■ Short problem 1 ■
Transcribe the part of the passage on ESP32 firmware update types starting with "By checking the" and going on through "Flutter project assets.".

Update Type 1: ESP-IDF/Espressif Firmware Update
If updateType is set to 1, it indicates that the firmware update follows the ESP-IDF/Espressif framework. In this case, you'll typically perform OTA updates using binary files and utilize the NimBLE Bluetooth stack.


Update Type 2: Arduino-Based Firmware Update
If updateType is set to 2, it suggests that the firmware update is based on the Arduino framework for ESP32. This could involve custom OTA update logic implemented on the ESP32 side, possibly using specific GATT services and characteristics for communication.
By checking the updateType parameter, you can adapt your OTA update logic to the specific requirements of the firmware implementation. This ensures compatibility and seamless OTA updates for different types of ESP32 firmware.



firmwareType:

1: For binary firmware files stored in your Flutter project assets.

■ Records ■
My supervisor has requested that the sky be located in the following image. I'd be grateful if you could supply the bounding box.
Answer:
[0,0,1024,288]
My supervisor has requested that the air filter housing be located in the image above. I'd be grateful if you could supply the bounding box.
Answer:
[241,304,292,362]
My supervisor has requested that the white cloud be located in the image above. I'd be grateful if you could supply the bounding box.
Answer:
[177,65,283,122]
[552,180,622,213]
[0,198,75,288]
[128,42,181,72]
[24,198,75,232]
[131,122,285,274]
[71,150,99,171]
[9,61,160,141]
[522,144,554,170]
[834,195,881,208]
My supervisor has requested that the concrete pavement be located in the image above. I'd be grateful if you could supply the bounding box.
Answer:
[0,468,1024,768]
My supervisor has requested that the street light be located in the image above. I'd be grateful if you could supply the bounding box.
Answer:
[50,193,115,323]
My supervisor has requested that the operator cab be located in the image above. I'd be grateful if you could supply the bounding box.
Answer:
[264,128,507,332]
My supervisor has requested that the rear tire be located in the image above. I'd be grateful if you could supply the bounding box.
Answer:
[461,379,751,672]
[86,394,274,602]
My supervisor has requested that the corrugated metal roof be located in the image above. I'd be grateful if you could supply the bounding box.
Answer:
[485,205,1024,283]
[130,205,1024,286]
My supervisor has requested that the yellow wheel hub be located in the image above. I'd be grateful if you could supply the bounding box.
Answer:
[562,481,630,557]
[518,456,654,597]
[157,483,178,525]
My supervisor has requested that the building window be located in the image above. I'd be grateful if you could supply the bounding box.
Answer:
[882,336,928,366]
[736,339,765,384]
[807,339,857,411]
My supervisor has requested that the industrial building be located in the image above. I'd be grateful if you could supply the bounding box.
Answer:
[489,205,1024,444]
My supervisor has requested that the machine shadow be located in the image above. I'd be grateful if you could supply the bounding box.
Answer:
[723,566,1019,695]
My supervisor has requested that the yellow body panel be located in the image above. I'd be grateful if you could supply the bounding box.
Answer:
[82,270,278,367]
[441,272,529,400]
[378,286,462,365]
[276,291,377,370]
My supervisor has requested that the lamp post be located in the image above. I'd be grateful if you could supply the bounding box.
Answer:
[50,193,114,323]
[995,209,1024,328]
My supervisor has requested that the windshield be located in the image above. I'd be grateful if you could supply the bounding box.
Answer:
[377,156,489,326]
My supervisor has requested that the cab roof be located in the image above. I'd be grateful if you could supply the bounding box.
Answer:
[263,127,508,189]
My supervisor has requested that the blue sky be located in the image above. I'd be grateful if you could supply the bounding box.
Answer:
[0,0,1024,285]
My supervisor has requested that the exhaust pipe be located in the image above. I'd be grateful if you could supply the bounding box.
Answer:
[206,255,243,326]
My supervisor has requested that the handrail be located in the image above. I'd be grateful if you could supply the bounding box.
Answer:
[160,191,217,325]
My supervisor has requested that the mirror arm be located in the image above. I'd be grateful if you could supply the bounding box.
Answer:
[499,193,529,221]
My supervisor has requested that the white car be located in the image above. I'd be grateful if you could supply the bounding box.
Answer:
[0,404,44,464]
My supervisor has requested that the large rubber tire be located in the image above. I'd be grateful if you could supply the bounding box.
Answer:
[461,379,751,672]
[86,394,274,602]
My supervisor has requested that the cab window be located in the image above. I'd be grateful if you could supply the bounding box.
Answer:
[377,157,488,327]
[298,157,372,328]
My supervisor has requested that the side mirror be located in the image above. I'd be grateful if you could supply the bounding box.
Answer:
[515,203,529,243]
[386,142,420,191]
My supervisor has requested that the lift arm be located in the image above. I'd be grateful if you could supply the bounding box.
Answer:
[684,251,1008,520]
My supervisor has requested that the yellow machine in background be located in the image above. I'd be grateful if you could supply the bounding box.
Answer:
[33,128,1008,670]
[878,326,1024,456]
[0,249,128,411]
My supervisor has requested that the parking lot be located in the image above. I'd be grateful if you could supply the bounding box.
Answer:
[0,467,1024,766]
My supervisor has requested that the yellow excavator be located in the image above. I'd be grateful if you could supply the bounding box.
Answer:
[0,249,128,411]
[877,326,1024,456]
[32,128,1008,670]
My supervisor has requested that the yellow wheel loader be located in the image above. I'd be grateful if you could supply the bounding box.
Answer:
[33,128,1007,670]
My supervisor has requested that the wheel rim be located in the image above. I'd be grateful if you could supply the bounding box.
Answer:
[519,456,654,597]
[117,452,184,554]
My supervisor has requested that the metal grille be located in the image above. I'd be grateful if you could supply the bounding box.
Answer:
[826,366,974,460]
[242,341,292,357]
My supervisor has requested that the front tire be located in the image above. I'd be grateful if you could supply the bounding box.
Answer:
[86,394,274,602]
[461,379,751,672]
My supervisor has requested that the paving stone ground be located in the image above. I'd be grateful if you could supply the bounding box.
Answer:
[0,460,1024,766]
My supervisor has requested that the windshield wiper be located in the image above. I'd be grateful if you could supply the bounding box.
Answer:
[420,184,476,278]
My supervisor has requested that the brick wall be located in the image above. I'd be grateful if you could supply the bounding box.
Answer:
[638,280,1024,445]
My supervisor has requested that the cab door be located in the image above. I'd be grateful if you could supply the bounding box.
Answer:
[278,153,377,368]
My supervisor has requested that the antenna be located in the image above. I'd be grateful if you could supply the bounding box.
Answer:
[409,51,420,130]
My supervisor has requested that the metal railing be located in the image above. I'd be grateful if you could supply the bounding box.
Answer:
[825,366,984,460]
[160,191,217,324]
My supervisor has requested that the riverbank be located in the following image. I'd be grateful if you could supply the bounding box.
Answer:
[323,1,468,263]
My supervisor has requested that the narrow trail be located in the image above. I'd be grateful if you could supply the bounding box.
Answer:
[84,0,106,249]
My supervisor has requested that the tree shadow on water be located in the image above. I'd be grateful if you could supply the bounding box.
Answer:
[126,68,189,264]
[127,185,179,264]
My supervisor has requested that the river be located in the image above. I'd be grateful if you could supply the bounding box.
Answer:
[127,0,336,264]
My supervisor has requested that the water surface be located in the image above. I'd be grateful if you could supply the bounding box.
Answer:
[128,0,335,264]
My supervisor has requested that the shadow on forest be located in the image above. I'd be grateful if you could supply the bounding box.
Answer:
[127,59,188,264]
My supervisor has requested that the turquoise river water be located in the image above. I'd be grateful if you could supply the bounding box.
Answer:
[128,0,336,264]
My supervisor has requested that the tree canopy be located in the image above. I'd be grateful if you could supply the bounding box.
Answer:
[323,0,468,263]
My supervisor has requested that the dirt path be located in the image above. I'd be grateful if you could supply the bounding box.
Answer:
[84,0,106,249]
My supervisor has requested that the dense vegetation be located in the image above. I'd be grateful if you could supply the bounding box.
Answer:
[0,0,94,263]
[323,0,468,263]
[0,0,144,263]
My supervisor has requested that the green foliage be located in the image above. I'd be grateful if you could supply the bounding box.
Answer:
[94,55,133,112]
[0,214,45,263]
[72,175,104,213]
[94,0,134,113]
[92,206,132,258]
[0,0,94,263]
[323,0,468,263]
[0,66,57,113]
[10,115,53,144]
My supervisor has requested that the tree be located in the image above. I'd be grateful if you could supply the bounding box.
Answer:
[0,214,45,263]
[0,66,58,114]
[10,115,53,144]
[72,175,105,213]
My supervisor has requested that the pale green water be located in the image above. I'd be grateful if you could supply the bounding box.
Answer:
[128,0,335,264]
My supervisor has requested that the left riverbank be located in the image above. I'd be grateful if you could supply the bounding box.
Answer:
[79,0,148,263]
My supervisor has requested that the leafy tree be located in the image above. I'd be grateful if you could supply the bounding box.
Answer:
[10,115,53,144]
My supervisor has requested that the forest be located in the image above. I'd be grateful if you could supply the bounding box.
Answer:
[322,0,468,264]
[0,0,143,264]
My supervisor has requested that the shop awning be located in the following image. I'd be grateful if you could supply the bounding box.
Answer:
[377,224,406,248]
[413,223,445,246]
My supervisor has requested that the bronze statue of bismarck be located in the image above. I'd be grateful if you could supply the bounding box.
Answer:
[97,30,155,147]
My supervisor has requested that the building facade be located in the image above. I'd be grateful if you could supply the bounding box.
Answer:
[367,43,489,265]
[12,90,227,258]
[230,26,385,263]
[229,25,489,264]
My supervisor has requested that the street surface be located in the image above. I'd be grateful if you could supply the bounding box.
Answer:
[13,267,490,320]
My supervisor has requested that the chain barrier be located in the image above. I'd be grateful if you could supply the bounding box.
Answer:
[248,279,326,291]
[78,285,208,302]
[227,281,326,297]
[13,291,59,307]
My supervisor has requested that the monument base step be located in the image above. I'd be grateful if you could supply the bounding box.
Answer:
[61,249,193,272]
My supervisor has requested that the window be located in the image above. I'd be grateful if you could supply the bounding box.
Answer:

■ Short problem 2 ■
Write out the records again starting with the line with "My supervisor has requested that the cab roof" and going on through the line with "[160,191,217,325]", requests included, with every bounding box coordinate in the answers decreased by 119. Give only those lines.

■ Worked solution 1 ■
By checking the updateType parameter, you can adapt your OTA update logic to the specific requirements of the firmware implementation. This ensures compatibility and seamless OTA updates for different types of ESP32 firmware.



firmwareType:

1: For binary firmware files stored in your Flutter project assets.

■ Worked solution 2 ■
My supervisor has requested that the cab roof be located in the image above. I'd be grateful if you could supply the bounding box.
Answer:
[144,8,389,70]
My supervisor has requested that the blue sky be located in the image above. I'd be grateful if you could supply the bounding box.
Answer:
[-119,-119,905,166]
My supervisor has requested that the exhaust pipe be located in the image above. I'd be grateful if you could supply the bounding box.
Answer:
[87,136,124,207]
My supervisor has requested that the handrail be located in the image above. I'd be grateful if you could supply the bounding box.
Answer:
[41,72,98,206]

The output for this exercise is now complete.